• ACTION ITEM
Reproduce the passage of the Christine Fellows article below, from "Her last record, Burning" up to and including "record to date.", without any changes.
━━━ DOCUMENT SECTION
In 2001 Christine Fellows quit her day job. For the past 17 years, she’s been a musician, artist, writer, performer, collaborator, mentor and teacher. On November 16, she releases her seventh album, Roses on the Vine and it would not be easy to say that it’s her most ambitious.
Her last record, Burning Daylight (2014) was about the gold rush and was released accompanied with a book. Femmes de chez nous (2011) featured songs in both English and French and featured songs from Reliquary/Reliquaire, a multidisciplinary performance work presented by a collective of artists at Le Musée de Saint-Boniface Museum in 2009.
But, Roses in the Vine may be the Winnipeg artist’s most concise record to date.
“My goals were focused on writing songs as structurally sound as I could. How could I make these songs unbreakable? I worked on these songs for years and keep reefing away at them until they felt right,” she said.
“I didn’t do that as much when I was younger, I was too excited to move on to the next thing.”
━━━━━━
━━━ EXTRACTED INFORMATION
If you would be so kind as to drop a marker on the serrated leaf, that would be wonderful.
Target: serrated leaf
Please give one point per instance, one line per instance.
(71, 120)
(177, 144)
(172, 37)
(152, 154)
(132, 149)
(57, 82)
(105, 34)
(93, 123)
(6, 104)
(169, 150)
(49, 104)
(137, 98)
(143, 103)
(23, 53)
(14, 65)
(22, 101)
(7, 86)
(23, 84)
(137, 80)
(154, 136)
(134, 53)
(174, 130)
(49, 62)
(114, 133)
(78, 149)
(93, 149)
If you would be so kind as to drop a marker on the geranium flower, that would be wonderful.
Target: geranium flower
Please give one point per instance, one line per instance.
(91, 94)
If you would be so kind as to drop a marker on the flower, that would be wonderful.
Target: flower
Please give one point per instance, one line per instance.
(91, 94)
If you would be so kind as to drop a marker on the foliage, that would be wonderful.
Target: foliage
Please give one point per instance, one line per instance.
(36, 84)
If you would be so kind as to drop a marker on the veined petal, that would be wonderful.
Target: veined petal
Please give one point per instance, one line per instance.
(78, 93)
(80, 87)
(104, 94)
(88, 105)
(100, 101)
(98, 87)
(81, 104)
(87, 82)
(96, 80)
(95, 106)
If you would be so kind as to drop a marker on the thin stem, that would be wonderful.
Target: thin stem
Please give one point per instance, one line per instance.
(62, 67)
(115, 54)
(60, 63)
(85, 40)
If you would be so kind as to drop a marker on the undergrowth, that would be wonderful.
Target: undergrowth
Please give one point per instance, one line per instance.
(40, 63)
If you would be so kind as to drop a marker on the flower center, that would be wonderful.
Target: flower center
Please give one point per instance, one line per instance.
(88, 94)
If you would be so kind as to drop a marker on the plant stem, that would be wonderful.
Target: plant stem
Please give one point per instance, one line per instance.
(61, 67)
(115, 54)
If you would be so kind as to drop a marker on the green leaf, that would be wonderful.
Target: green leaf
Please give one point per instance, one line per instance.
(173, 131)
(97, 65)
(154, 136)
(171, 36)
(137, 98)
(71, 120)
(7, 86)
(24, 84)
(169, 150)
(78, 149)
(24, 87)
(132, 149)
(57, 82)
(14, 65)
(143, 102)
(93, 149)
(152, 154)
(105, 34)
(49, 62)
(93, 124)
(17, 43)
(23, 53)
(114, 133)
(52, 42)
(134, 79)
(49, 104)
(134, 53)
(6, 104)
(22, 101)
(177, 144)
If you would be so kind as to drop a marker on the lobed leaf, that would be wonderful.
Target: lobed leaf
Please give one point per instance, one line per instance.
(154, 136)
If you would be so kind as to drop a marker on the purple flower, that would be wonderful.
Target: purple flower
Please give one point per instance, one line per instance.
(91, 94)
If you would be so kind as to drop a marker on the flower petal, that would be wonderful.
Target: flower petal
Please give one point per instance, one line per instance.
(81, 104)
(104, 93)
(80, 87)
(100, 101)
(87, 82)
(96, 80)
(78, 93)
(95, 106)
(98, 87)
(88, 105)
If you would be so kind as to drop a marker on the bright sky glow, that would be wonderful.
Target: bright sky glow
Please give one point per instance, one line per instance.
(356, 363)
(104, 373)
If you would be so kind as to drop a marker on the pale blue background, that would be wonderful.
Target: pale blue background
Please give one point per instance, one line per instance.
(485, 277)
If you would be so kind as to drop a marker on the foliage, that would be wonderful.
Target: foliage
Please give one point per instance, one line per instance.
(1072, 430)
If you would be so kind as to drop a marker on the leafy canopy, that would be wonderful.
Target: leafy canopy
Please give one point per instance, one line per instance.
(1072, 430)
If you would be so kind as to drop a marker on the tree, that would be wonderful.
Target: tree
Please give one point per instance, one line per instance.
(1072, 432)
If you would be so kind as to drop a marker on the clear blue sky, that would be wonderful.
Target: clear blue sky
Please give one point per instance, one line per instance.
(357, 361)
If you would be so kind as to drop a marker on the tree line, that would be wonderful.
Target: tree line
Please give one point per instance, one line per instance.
━━━━━━
• WRITTEN SOLUTION
Her last record, Burning Daylight (2014) was about the gold rush and was released accompanied with a book. Femmes de chez nous (2011) featured songs in both English and French and featured songs from Reliquary/Reliquaire, a multidisciplinary performance work presented by a collective of artists at Le Musée de Saint-Boniface Museum in 2009.
But, Roses in the Vine may be the Winnipeg artist’s most concise record to date.